**Compito assegnato A:** Elenca tutte le persone citate con nome e cognome nell'estratto della pagina riportato più avanti.

**Estratto della pagina:**
┌────────

Milano, 20 ott — I consiglieri comunali meneghini non hanno ancora da sedersi sugli scranni del consiglio che il neo-rieletto Beppe Sala ha subito messo le cose in chiaro: bisogna che tutti presentino l’implacabile «dichiarazione di antifascismo» altrimenti non si va da nessuna parte. Cosa si intende per «antifascismo militante»? Quello di chi mette a ferro e fuoco le città durante le manifestazioni dei centri sociali? Quello che armò le mani assassine contro Sergio Ramelli? Sala non lo ha chiarito. Ma transeat.
Feltri: la dichiarazione di antifascismo non la firmo
Vittorio Feltri, eletto consigliere con Fratelli d’Italia, spiega bene su Libero cosa Sala dovrebbe fare con la «dichiarazione di antifascismo». «Una stupidaggine simile — il fondatore di Libero — non si era mai registrata in alcun municipio patrio. Evidentemente Sala dimentica che coloro incaricati di amministrare la città sono stati votati dagli elettori e soltanto ad essi devono rispondere». Sicuramente non al soviet di Palazzo Marino. «Ma siamo impazziti?», prosegue. «Tutta la mia lunga vita testimonia rigoroso rispetto della legge suprema della repubblica democratica, e secondo il primo cittadino, dovrei dire a lui ufficialmente di essere una persona perbene, per giunta priva di simpatie per l’infausto Ventennio dominato dal Duce. Se lo scordi, il signorino Sala».

└────────

**Compito assegnato B:** Conta quante righe dei record qui sotto contengono la stringa "pale" e scrivi soltanto il numero.

**Record da elaborare:**
┌────────

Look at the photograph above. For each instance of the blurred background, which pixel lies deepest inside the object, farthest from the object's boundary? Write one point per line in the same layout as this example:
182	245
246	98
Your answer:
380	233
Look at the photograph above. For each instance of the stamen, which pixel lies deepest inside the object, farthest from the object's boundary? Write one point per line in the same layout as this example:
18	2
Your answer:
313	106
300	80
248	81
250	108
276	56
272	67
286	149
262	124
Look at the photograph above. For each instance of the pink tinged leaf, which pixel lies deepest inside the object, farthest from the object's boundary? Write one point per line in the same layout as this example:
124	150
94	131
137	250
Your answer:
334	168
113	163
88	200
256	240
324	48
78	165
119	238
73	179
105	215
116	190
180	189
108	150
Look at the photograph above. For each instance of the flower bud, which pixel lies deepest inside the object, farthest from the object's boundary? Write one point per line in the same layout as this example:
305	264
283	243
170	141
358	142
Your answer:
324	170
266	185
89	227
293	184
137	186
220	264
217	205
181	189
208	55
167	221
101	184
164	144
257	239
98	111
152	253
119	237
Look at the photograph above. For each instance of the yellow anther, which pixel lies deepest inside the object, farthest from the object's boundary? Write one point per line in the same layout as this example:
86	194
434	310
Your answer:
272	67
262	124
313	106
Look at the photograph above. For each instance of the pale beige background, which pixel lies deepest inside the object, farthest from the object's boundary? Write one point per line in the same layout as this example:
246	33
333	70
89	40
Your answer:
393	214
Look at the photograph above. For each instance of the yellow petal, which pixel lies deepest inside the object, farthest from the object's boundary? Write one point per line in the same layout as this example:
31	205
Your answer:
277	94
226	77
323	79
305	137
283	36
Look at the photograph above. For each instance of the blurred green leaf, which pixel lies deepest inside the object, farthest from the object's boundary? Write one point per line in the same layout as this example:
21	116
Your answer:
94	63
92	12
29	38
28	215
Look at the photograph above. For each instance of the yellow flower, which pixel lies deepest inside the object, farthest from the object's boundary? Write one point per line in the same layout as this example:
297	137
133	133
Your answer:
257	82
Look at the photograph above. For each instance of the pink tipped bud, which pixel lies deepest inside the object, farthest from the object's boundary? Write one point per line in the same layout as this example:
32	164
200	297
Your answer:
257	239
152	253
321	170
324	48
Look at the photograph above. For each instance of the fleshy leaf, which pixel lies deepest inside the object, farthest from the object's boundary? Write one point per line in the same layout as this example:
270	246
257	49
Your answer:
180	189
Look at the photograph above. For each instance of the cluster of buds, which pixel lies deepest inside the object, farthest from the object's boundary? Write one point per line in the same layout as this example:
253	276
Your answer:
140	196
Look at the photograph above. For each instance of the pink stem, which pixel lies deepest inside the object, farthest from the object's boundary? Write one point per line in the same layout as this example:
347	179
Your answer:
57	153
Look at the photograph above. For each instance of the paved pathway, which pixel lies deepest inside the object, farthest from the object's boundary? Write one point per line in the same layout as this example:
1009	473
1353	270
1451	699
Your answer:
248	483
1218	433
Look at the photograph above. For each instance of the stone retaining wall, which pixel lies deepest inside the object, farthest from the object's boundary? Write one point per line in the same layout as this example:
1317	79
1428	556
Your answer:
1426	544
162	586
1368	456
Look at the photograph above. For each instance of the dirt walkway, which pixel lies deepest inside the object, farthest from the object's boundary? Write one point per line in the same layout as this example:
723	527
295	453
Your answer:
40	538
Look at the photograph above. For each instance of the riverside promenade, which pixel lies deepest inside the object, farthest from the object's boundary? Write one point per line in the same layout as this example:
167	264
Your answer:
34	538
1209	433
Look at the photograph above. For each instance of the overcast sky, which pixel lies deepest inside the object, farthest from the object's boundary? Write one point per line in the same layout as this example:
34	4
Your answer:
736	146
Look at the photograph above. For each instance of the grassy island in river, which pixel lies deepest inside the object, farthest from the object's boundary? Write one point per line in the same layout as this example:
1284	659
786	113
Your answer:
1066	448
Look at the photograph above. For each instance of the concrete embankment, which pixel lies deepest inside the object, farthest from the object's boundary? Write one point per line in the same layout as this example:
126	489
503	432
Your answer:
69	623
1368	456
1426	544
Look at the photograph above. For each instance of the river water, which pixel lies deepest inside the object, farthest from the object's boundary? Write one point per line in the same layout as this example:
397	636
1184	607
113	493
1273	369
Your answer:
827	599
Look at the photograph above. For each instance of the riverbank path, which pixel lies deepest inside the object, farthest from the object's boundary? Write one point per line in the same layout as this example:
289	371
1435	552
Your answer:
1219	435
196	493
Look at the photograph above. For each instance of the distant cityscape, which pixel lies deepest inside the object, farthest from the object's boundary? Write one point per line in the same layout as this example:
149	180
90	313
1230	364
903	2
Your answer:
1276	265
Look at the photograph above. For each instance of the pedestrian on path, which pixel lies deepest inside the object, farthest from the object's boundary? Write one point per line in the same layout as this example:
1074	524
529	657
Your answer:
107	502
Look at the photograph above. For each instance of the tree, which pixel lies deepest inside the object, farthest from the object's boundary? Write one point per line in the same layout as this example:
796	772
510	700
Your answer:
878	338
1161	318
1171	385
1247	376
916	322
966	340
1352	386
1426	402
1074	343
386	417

└────────

**Risposta completa A:** Beppe Sala, Sergio Ramelli, Vittorio Feltri

**Risposta completa B:** 1